PASSAGE GIVEN
C++0x has no semaphores? How to synchronize threads?

Is it true that C++0x will come without semaphores? There are already some questions on Stack Overflow regarding the use of semaphores. I use them (posix semaphores) all the time to let a thread wait for some event in another thread:
void thread0(...)
{
doSomething0();
event1.wait();
...
}
void thread1(...)
{
doSomething1();
event1.post();
...
}
If I would do that with a mutex:
void thread0(...)
{
doSomething0();
event1.lock(); event1.unlock();
...
}
void thread1(...)
{
event1.lock();
doSomethingth1();
event1.unlock();
...
}
Problem: It's ugly and it's not guaranteed that thread1 locks the mutex first (Given that the same thread should lock and unlock a mutex, you also can't lock event1 before thread0 and thread1 started).
So since boost doesn't have semaphores either, what is the simplest way to achieve the above?
You can easily build one from a mutex and a condition variable:
#include <mutex>
#include <condition_variable>
class semaphore {
std::mutex mutex_;
std::condition_variable condition_;
unsigned long count_ = 0; // Initialized as locked.

(Image location labeling entries)
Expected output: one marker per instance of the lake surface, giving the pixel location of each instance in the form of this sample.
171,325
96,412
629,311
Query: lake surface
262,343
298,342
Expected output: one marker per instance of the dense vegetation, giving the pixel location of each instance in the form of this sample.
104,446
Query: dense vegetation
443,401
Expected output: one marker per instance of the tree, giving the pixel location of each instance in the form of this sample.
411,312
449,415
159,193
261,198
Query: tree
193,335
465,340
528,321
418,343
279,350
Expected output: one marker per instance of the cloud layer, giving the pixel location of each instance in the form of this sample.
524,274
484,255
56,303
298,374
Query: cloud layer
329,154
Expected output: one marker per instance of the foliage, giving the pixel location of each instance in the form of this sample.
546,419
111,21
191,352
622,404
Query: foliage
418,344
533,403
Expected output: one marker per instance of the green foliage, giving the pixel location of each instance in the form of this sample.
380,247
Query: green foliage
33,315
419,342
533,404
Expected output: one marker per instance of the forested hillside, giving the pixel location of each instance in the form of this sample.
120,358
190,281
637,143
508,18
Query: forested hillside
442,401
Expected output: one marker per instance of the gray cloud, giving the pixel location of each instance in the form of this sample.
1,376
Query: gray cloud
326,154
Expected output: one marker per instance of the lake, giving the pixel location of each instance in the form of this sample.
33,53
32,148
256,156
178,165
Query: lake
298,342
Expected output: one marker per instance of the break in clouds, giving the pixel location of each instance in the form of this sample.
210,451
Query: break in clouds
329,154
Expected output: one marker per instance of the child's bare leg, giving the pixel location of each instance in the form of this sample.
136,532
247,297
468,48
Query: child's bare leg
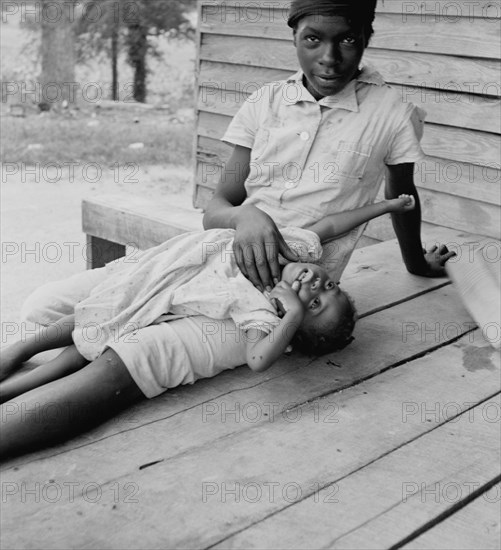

WORK TO DO
- A) Answer these questions from the semaphore discussion:
(i) What kind of semaphores does the asker say they use all the time?
(ii) Which library does the asker say also lacks semaphores?
(iii) According to the reply, what two things can a semaphore easily be built from?
- B) Please update the part of the semaphore discussion starting at "So since boost" and ending at "Initialized as locked.", replacing "count_" with "counter_".
This data was taken from a separate source.

SOLUTION SET
- A)
(i) Posix semaphores.
(ii) Boost.
(iii) A mutex and a condition variable.

- B)
So since boost doesn't have semaphores either, what is the simplest way to achieve the above?
You can easily build one from a mutex and a condition variable:
#include <mutex>
#include <condition_variable>
class semaphore {
std::mutex mutex_;
std::condition_variable condition_;
unsigned long counter_ = 0; // Initialized as locked.